▶ [Estratto della fonte]
□ □ □ □ □ □ □

Si fotografa senza più studiare, c’è la proliferazione di una fotografia istintiva che è una sorta di analfabetismo diffuso. Impossibile scrivere bene se non conosci la grammatica!
Tutti convinti di essere creativi e fare foto speciali: nel web, nei social, nei contest, c’è sempre qualcuno che prende gli scatti delle sue vacanze troppo sul serio. Solo in una parte molto ridotta della fotografia che si vede oggi sul web si legge un progetto fotografico, un qualcosa che vale la pena di essere raccontato. Il più delle volte sembra di leggere soltanto una sorta di egocentrismo del fotografo: ho fatto una bella foto, quindi sono un bravo fotografo.
Ciò che manca oggi non è la tecnica, anzi di tecnica c’è né anche troppa, manca quanto fa della fotografia un sentimento, un valore, una necessità: il fatto di continuare a scattare senza farsi alcuna domanda non ha più niente a che vedere con la nascita e l’evoluzione della fotografia, quella fatta di luce, tempo, documento, racconto e volontà.

□ □ □ □ □ □ □

▶ [Dati forniti]
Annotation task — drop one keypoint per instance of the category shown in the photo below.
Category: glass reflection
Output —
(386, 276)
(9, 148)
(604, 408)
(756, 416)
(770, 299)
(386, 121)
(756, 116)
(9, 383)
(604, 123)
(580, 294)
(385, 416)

□ □ □ □ □ □ □

▶ [Completa quanto segue]
a - Riporta dall'estratto sulla fotografia la parte che inizia con le parole contenenti "Tutti convinti di" e si chiude con "un bravo fotografo.".
b - Rispondi alle seguenti domande in base all'estratto sulla fotografia.
(i) Che cosa è impossibile fare se non si conosce la grammatica?
(ii) Che cosa, secondo l'estratto, non manca oggi?
(iii) Di quali elementi è fatta la fotografia legata alla sua nascita e alla sua evoluzione?
L'elenco non è necessario per svolgere l'esercizio.

▶ [Soluzioni proposte]
a -
Tutti convinti di essere creativi e fare foto speciali: nel web, nei social, nei contest, c’è sempre qualcuno che prende gli scatti delle sue vacanze troppo sul serio. Solo in una parte molto ridotta della fotografia che si vede oggi sul web si legge un progetto fotografico, un qualcosa che vale la pena di essere raccontato. Il più delle volte sembra di leggere soltanto una sorta di egocentrismo del fotografo: ho fatto una bella foto, quindi sono un bravo fotografo.

b -
(i) È impossibile scrivere bene.
(ii) Oggi non manca la tecnica.
(iii) È fatta di luce, tempo, documento, racconto e volontà.